**SOURCE DOCUMENT**
- - - -
Restrictions on access to care and support, including accommodation, that may be provided under the Care Act and the Children Act.

This content applies to England

'Destitution plus' test

A person subject to immigration control as defined by section 115 of the Immigration and Asylum Act 1999 is not eligible for care and support.

This includes accommodation under the the Care Act 2014 where the need for care and support has arisen solely because of destitution (or because of the physical effects or anticipated physical effects of destitution).[1]

This is known as the 'destitution plus' test. It affects people who:[2]

  • require leave to remain but do not have it

  • have leave to remain that is subject to a no recourse to public funds requirement

  • have leave to remain given as the result of a maintenance undertaking

A person subject to immigration control qualifies for assistance if their need for care and support is increased or made materially more acute by some circumstance other than a 'mere lack of accommodation and funds'. They are excluded only if their need for assistance has arisen solely because of destitution. A person subject to immigration control may seek assistance for a number of reasons, for example because of a disability.[3]

NHS care is not classed as 'public funds' for the purposes of section 115 of the Immigration Act.

Categories of people from abroad not eligible for support

Schedule 3 to the Nationality, Immigration and Asylum Act 2002 excludes certain categories of persons from abroad from local authority support.[4]

The Schedule 3 exclusions apply only to adults.

Schedule 3 exclusions apply to support and assistance under:

  • sections 17, 23C, 24A and 24B of the Children Act 1989

  • part 1 of the Care Act 2014

  • section 1 of the Localism Act 2011 (local authority's general power of competence)

  • section 188(3) and section 204 of the Housing Act 1996 (interim accommodation pending the outcome of a section 202 review and accommodation pending the outcome of a section 204 county court appeal)
- - - -
Stored dataset items
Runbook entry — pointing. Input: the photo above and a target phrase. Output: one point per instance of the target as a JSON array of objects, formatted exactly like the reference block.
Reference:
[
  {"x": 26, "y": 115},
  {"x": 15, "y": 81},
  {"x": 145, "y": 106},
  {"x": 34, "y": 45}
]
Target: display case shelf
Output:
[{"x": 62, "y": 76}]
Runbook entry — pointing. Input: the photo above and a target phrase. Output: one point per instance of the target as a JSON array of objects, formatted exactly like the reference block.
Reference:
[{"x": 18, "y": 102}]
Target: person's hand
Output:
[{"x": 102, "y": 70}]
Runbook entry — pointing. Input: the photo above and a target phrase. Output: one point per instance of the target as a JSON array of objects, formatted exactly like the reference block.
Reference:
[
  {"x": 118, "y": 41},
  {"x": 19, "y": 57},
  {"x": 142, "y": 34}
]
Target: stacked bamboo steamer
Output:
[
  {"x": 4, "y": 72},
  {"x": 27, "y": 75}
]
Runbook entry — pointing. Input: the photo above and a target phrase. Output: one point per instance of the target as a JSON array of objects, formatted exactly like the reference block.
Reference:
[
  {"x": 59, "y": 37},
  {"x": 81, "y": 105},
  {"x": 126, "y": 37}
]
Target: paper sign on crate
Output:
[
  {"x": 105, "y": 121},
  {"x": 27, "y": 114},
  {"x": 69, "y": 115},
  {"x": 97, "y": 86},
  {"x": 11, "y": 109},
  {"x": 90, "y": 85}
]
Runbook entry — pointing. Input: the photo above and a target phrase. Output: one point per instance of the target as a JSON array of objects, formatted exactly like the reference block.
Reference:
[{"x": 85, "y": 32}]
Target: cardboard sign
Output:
- - - -
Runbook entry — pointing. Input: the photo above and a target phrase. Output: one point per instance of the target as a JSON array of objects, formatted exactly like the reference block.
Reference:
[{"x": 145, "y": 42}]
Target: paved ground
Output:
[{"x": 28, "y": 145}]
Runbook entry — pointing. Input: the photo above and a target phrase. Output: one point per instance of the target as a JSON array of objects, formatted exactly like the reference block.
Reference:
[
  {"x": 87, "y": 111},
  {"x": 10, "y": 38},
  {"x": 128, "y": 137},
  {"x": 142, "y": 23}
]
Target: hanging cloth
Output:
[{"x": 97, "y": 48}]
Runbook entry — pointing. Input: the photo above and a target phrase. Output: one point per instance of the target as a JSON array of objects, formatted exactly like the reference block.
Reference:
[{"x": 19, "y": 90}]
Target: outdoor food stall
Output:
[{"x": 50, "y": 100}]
- - - -
**EXERCISE REQUIREMENTS**
A) In the text on access to care and support, which statute and section define a person subject to immigration control?
B) Quote the text on access to care and support between "Schedule 3 exclusions apply to" and "power of competence)", inclusive.
These items have no connection to the text on access to care and support.

**COMPLETED EXERCISE**
A) Section 115 of the Immigration and Asylum Act 1999.

B)
Schedule 3 exclusions apply to support and assistance under:

  • sections 17, 23C, 24A and 24B of the Children Act 1989

  • part 1 of the Care Act 2014

  • section 1 of the Localism Act 2011 (local authority's general power of competence)